* **PROVIDED ENTRIES**
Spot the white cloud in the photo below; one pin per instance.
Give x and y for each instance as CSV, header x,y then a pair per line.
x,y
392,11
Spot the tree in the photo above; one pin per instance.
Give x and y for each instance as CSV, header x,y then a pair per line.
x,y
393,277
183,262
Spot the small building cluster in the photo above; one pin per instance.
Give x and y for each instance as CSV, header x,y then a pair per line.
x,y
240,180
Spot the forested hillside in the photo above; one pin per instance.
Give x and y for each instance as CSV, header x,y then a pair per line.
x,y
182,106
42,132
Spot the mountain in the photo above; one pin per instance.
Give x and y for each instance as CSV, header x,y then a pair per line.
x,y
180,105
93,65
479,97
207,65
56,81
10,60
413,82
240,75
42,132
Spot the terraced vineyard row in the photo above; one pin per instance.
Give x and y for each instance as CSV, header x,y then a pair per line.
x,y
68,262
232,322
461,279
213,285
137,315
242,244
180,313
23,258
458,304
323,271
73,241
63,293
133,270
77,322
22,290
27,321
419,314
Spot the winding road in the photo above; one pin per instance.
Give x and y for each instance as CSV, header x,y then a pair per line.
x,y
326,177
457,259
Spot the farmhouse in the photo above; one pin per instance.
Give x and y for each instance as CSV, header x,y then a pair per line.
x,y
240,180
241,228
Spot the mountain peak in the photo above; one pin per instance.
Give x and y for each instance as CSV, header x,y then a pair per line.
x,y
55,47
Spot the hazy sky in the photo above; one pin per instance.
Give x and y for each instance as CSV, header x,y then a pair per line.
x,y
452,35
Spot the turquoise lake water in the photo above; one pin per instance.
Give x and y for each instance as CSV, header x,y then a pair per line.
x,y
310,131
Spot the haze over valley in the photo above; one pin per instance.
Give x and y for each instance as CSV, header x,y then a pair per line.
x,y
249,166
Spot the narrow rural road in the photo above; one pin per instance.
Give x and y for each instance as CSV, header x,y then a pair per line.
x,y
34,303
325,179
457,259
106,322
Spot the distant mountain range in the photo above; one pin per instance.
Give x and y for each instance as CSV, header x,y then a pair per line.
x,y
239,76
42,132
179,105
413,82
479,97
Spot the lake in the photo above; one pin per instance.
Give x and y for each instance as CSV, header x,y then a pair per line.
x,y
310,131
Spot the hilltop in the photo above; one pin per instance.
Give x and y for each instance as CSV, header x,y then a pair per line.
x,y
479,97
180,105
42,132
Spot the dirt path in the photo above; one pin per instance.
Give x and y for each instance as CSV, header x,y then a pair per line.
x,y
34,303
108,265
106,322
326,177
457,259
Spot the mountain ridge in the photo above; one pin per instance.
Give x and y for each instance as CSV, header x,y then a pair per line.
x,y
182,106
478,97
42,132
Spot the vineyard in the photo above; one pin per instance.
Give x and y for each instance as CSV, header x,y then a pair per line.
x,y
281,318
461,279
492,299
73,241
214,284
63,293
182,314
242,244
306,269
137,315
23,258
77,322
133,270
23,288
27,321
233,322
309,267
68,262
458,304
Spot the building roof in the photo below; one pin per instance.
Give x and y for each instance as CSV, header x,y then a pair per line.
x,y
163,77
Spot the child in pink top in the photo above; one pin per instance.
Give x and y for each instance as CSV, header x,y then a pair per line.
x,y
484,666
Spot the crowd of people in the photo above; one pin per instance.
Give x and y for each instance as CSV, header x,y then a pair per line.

* **YOUR OBJECTIVE**
Retype only the lines above between the line with "Spot the tree" and the line with "Spot the mountain in", counting those two lines as well, and keep every character as it is.

* **WRITTEN RESPONSE**
Spot the tree in the photo above; one pin per instance.
Give x and y for each instance as CSV, header x,y then a pair per line.
x,y
393,277
183,262
Spot the small building cluster in the photo above; one pin per instance.
Give x and y for each instance as CSV, header x,y then a pair per line.
x,y
240,180
Spot the forested hillside in the photo above; one pin per instance.
Give x and y for each instance as CSV, header x,y then a pair per line.
x,y
182,106
42,132
Spot the mountain in the photo above; one pin per instance.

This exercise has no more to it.